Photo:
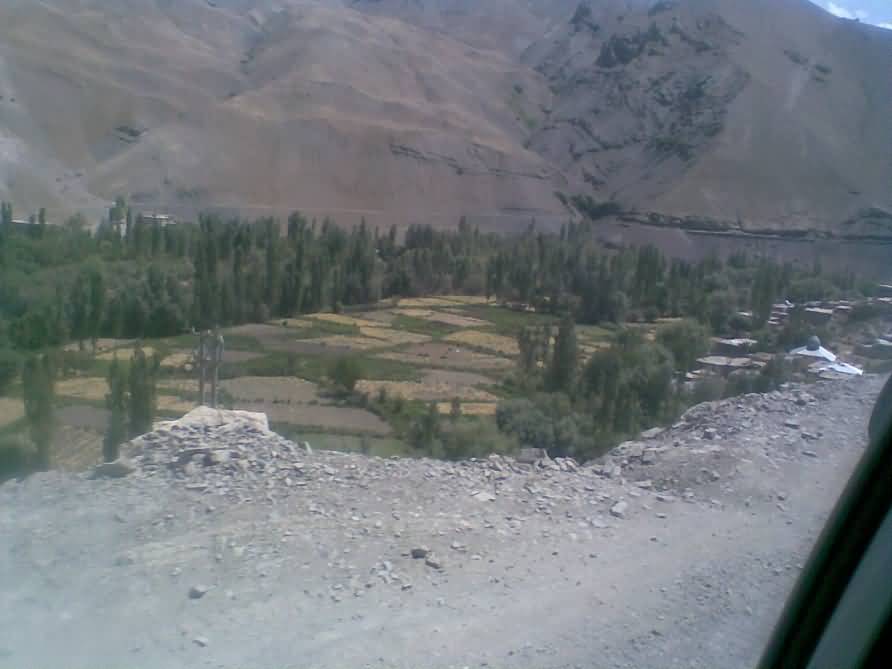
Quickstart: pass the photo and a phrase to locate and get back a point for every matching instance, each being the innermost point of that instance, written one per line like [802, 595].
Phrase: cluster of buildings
[730, 355]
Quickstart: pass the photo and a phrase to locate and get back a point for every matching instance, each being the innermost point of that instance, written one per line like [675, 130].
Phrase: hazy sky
[871, 11]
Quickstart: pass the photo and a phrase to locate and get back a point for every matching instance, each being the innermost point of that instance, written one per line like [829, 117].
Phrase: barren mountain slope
[766, 114]
[772, 113]
[185, 105]
[230, 547]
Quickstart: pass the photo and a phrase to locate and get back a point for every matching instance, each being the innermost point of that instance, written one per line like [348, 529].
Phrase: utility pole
[209, 357]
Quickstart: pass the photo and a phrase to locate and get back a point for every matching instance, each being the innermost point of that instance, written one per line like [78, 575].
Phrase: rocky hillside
[224, 544]
[764, 115]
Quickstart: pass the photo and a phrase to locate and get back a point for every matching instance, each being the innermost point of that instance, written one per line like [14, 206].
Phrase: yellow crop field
[487, 340]
[341, 319]
[271, 389]
[392, 336]
[174, 404]
[86, 388]
[102, 344]
[177, 360]
[446, 317]
[425, 391]
[347, 342]
[468, 299]
[177, 386]
[11, 410]
[124, 354]
[416, 302]
[292, 322]
[469, 408]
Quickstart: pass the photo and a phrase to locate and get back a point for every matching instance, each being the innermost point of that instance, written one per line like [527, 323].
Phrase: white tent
[819, 352]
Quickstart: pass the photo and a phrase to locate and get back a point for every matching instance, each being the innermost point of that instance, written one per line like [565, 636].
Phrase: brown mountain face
[719, 114]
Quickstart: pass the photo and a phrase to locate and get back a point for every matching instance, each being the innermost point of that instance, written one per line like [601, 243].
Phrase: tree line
[136, 279]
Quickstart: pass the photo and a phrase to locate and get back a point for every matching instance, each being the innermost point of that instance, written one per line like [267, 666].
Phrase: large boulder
[208, 417]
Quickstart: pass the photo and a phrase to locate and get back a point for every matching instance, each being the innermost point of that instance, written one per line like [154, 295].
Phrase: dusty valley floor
[231, 547]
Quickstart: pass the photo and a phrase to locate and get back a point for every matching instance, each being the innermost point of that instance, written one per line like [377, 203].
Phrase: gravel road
[231, 547]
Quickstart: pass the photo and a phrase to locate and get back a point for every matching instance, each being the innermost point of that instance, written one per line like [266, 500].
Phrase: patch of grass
[233, 342]
[315, 367]
[423, 326]
[321, 328]
[507, 321]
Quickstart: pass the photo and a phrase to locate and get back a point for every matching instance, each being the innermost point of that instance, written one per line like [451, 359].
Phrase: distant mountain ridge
[764, 115]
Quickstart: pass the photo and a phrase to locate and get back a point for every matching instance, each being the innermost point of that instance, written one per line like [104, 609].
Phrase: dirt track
[306, 556]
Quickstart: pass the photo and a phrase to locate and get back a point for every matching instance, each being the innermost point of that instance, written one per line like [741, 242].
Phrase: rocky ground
[228, 546]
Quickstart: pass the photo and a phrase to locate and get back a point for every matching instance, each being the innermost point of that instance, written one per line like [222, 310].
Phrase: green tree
[9, 368]
[95, 303]
[455, 409]
[687, 340]
[142, 381]
[116, 402]
[561, 375]
[720, 307]
[39, 388]
[6, 213]
[424, 432]
[763, 294]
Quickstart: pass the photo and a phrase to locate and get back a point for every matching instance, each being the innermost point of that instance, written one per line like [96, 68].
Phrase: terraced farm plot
[341, 319]
[292, 323]
[333, 418]
[176, 405]
[456, 378]
[415, 302]
[393, 337]
[445, 317]
[183, 359]
[424, 391]
[11, 410]
[102, 344]
[381, 316]
[343, 343]
[271, 389]
[84, 417]
[468, 299]
[442, 354]
[469, 408]
[124, 354]
[487, 340]
[177, 360]
[76, 449]
[178, 386]
[83, 388]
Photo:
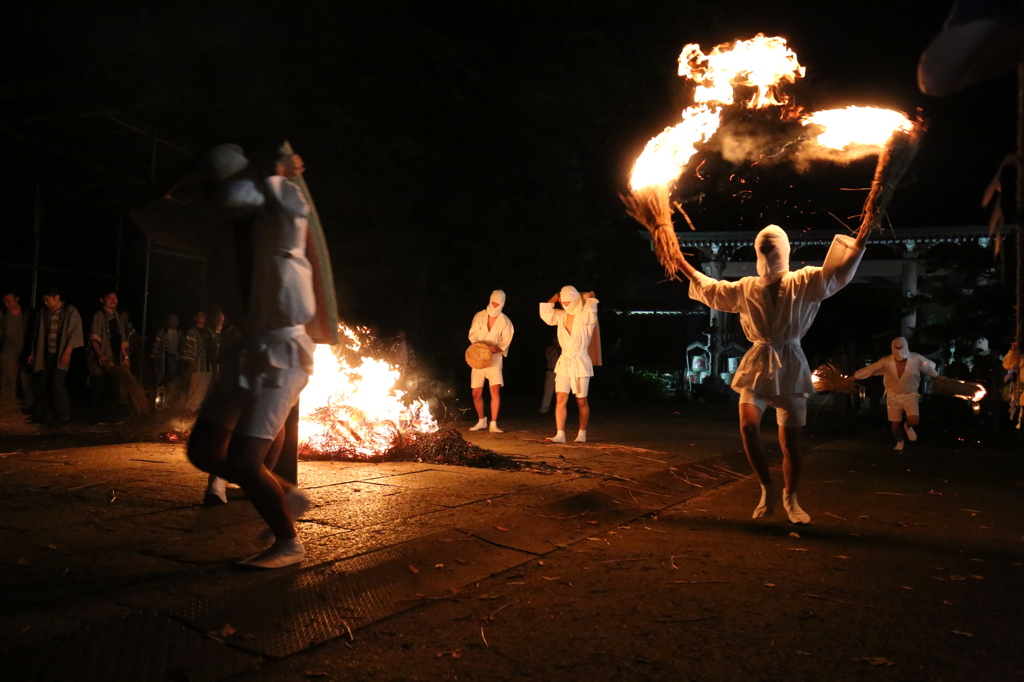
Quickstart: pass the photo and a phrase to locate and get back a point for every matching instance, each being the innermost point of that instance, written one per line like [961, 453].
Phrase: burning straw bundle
[893, 163]
[649, 206]
[129, 388]
[828, 378]
[949, 386]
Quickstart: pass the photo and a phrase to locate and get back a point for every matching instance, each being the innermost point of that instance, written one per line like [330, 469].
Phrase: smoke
[772, 142]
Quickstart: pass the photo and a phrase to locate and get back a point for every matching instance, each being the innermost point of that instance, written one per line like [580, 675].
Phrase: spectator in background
[108, 347]
[58, 332]
[165, 351]
[199, 352]
[131, 334]
[15, 345]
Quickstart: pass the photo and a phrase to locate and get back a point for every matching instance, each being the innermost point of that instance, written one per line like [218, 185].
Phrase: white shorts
[791, 410]
[492, 374]
[897, 403]
[563, 384]
[259, 413]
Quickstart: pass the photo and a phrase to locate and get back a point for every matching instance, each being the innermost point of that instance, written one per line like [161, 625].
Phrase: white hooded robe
[574, 360]
[500, 334]
[776, 365]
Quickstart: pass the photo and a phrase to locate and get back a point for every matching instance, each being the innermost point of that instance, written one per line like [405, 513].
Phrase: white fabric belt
[264, 355]
[773, 346]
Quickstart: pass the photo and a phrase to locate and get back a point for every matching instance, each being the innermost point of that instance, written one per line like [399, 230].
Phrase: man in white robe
[494, 328]
[901, 376]
[776, 309]
[576, 323]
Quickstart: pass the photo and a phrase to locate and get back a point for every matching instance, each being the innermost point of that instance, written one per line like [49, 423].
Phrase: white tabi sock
[216, 491]
[558, 437]
[282, 553]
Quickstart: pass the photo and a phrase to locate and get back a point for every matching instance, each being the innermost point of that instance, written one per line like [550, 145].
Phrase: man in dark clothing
[58, 332]
[108, 347]
[15, 345]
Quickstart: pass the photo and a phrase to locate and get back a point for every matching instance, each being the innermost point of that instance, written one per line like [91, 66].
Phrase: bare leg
[584, 413]
[240, 459]
[750, 431]
[897, 428]
[478, 401]
[246, 456]
[496, 402]
[793, 456]
[561, 411]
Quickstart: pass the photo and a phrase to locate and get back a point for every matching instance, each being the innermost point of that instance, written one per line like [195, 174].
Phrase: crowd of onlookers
[37, 349]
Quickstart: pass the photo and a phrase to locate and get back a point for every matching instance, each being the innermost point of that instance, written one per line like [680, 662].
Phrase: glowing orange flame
[975, 397]
[857, 125]
[764, 65]
[761, 62]
[352, 403]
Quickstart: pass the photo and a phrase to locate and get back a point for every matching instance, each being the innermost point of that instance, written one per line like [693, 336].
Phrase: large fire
[763, 65]
[353, 403]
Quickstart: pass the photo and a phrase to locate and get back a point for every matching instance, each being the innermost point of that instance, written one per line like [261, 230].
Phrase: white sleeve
[474, 334]
[549, 314]
[724, 296]
[870, 370]
[505, 339]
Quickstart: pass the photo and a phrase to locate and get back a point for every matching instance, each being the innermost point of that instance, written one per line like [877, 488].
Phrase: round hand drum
[478, 355]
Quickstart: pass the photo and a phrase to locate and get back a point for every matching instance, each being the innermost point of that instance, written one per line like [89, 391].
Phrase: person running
[776, 309]
[901, 376]
[577, 323]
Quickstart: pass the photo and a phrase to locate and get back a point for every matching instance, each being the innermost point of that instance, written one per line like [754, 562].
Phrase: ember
[353, 407]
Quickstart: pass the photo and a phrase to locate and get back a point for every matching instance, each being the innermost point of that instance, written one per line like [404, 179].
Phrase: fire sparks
[975, 397]
[353, 405]
[857, 125]
[763, 66]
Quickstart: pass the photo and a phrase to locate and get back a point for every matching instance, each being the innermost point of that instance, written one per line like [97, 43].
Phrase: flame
[761, 62]
[352, 402]
[857, 125]
[975, 397]
[765, 65]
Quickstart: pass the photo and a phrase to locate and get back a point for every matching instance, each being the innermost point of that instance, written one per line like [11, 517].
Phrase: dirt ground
[911, 570]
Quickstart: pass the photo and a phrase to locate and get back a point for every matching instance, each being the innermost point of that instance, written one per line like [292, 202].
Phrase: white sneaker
[769, 498]
[281, 554]
[797, 515]
[216, 491]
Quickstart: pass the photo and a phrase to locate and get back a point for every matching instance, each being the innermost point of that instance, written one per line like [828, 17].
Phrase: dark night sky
[455, 147]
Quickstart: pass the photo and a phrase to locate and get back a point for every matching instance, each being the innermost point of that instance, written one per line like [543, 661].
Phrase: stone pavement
[110, 569]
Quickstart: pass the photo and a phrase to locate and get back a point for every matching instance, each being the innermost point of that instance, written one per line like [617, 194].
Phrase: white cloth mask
[901, 349]
[497, 296]
[570, 299]
[775, 263]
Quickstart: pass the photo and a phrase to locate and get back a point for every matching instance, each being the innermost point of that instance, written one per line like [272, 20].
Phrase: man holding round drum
[493, 328]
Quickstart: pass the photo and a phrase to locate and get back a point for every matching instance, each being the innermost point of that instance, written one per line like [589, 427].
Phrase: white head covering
[901, 349]
[773, 265]
[497, 296]
[221, 162]
[571, 300]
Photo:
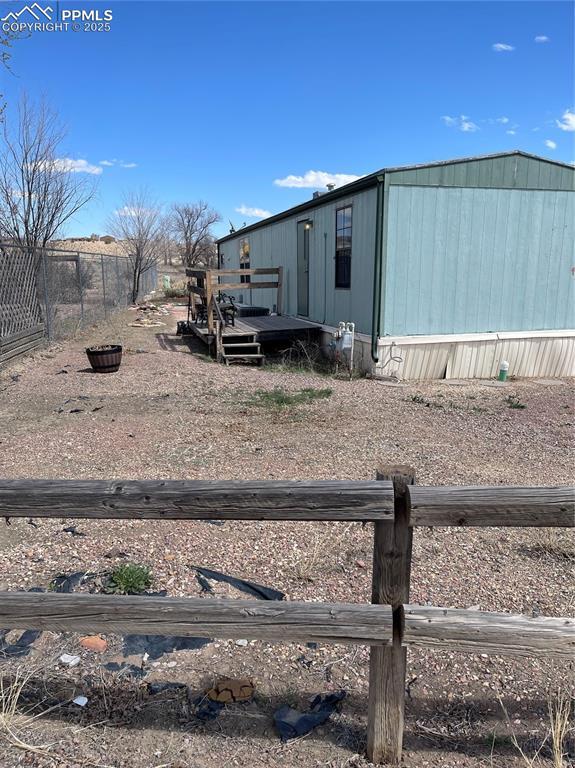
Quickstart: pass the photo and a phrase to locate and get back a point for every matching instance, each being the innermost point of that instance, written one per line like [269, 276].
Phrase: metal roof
[370, 180]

What you will do:
Exactly those lines that run from the line holding "like [292, 202]." to the end of the listing above, both included, are to be reproduced, with pictures left out.

Exercise output:
Quickstart: pass the photo and a phrase to locate and get back a point for every matching instance, each being the innermost point of that instance, written one per line like [292, 202].
Phrase: white sneaker
[769, 498]
[281, 554]
[797, 515]
[216, 491]
Quickstart: pass the photo and a phrase to locate and get back a point for every matching instance, each being the innermost point of that instance, written one per line like [828, 17].
Phrase: dark night sky
[455, 147]
Quickstart: pass the photo and a phrase to locate and get back a point for every matching instance, each being the innermost point of that instance, written one per line like [543, 661].
Phrase: stone pavement
[110, 569]
Quickstart: pass the photo and a phrase to locate and get back a point for every matching instance, each being the innermost point of that instance, written one per line like [617, 194].
Phrase: white cloth mask
[901, 349]
[497, 296]
[570, 299]
[775, 263]
Quickstart: pass the photo and a phrase to locate and get back a point for every matching instance, each being the innermost point of that instance, written one per line like [272, 20].
Phrase: man holding round drum
[493, 328]
Quickstart: pass the photo and a phrase to locate and get back a point for every matching instance, each being the innermost point of that instance, written one per line like [589, 427].
Phrase: white head covering
[901, 349]
[773, 265]
[497, 296]
[221, 162]
[571, 300]
Photo:
Quickstart: pass the photo and a phrase to locate and get back a point for every matching instance, each being the innermost point of that instance, written one per line like [269, 276].
Phrase: metal roof
[370, 180]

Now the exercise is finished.